◆ **Dataset entries**:
════════════════

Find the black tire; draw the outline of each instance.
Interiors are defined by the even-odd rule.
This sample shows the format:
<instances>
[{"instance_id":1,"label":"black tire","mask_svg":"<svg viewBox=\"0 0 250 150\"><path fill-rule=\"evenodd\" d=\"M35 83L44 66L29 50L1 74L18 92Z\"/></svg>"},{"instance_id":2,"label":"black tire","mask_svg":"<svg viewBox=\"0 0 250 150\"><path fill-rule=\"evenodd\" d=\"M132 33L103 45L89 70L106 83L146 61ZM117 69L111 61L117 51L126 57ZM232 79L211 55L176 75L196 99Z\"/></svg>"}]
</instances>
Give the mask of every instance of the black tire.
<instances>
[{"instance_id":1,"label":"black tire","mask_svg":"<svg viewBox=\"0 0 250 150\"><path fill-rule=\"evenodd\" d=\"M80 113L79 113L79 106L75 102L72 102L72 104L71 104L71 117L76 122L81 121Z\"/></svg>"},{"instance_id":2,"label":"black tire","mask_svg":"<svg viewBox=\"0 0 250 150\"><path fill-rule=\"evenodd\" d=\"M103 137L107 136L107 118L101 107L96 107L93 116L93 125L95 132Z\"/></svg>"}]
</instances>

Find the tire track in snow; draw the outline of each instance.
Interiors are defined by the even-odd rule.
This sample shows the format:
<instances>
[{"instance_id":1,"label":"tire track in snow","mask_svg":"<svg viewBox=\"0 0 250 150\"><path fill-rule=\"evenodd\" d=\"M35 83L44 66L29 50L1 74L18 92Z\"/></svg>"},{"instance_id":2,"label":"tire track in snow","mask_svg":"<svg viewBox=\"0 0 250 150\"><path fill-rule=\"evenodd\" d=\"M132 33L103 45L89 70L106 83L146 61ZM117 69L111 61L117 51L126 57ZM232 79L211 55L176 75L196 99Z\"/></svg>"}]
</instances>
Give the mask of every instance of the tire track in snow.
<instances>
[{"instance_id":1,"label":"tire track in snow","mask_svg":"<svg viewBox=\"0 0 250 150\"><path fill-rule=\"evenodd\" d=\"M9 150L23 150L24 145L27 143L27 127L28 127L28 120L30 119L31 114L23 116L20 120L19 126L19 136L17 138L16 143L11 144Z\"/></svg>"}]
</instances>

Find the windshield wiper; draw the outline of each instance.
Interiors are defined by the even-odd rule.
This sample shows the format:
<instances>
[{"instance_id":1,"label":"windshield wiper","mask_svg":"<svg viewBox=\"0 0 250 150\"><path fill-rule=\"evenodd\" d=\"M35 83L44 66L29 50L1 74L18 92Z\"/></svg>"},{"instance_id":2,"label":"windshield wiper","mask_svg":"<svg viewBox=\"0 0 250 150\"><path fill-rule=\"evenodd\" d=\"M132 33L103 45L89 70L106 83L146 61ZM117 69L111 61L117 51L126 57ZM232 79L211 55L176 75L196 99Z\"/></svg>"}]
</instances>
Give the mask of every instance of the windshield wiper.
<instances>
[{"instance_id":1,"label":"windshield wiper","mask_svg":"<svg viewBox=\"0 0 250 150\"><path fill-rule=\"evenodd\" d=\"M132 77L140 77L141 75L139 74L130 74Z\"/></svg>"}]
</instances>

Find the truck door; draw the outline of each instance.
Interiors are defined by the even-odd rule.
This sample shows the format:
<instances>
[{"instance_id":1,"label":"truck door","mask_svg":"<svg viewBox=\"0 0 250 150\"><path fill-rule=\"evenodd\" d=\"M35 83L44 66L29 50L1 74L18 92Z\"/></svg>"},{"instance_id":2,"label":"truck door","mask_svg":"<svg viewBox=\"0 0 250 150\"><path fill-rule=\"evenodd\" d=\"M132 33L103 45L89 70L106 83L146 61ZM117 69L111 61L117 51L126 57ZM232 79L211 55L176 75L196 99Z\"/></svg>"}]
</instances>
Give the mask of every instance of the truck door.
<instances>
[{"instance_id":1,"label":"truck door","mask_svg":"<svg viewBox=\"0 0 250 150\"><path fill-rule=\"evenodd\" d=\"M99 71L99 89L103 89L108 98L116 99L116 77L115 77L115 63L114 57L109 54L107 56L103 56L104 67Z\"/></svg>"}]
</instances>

════════════════

◆ **Aim**: Swap "sample" for "example" in the rows from the line containing "Find the windshield" through the end of the rows, leaving everything else unchanged. Return only those lines.

◆ **The answer**:
Find the windshield wiper; draw the outline of each instance.
Interiors are defined by the even-odd rule.
This example shows the format:
<instances>
[{"instance_id":1,"label":"windshield wiper","mask_svg":"<svg viewBox=\"0 0 250 150\"><path fill-rule=\"evenodd\" d=\"M35 83L44 66L29 50L1 74L18 92Z\"/></svg>"},{"instance_id":2,"label":"windshield wiper","mask_svg":"<svg viewBox=\"0 0 250 150\"><path fill-rule=\"evenodd\" d=\"M132 33L103 45L89 70L106 83L146 61ZM117 69L111 61L117 51L126 57ZM232 79L211 55L176 75L196 99Z\"/></svg>"}]
</instances>
Give the mask of every instance of the windshield wiper.
<instances>
[{"instance_id":1,"label":"windshield wiper","mask_svg":"<svg viewBox=\"0 0 250 150\"><path fill-rule=\"evenodd\" d=\"M132 77L140 77L141 75L139 74L130 74Z\"/></svg>"}]
</instances>

Find the truck door; draw the outline of each instance.
Interiors are defined by the even-odd rule.
This example shows the format:
<instances>
[{"instance_id":1,"label":"truck door","mask_svg":"<svg viewBox=\"0 0 250 150\"><path fill-rule=\"evenodd\" d=\"M35 83L44 66L29 50L1 74L18 92Z\"/></svg>"},{"instance_id":2,"label":"truck door","mask_svg":"<svg viewBox=\"0 0 250 150\"><path fill-rule=\"evenodd\" d=\"M132 33L103 45L89 70L106 83L146 61ZM117 69L111 61L117 51L126 57ZM232 79L211 55L176 75L196 99Z\"/></svg>"}]
</instances>
Give the mask of every instance of the truck door.
<instances>
[{"instance_id":1,"label":"truck door","mask_svg":"<svg viewBox=\"0 0 250 150\"><path fill-rule=\"evenodd\" d=\"M99 71L99 89L103 89L108 98L116 99L116 77L115 77L115 63L114 57L109 54L107 56L103 56L104 67Z\"/></svg>"}]
</instances>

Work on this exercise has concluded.